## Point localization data
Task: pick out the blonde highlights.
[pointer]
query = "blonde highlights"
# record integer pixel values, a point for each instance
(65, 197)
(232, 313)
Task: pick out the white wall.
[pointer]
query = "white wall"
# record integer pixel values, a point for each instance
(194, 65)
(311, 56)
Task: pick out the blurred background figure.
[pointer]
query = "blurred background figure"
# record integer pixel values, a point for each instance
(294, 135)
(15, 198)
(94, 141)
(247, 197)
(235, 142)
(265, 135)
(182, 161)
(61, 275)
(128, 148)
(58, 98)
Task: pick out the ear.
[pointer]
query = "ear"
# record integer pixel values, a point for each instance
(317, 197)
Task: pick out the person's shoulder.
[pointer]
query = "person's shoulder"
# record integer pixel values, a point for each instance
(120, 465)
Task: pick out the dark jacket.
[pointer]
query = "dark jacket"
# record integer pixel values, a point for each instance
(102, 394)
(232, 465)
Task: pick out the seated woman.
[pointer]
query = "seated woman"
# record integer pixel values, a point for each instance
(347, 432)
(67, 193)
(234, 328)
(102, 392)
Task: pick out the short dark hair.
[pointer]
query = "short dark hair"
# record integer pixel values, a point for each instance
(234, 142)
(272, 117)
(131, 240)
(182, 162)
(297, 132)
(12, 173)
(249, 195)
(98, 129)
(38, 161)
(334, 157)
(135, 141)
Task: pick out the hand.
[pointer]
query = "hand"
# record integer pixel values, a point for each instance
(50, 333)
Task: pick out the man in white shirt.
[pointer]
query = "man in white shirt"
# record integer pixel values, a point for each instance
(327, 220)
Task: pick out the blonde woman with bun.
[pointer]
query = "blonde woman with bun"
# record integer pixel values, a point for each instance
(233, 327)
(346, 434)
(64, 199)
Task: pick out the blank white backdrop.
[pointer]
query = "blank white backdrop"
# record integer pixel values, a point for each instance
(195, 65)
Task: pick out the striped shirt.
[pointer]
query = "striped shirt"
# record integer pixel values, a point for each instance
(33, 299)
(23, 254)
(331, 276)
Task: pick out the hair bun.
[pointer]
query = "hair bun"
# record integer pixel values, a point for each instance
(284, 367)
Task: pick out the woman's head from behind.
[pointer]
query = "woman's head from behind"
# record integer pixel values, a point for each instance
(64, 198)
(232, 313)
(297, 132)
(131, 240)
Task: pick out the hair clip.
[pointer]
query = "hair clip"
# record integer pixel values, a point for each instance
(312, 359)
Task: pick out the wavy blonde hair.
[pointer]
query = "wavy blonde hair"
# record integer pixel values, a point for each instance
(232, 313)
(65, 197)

## Prompt
Which lines above hold the string "background"? Please copy all of them.

## Exercise response
Task: pick out the blurred background figure.
query = "blurred background figure"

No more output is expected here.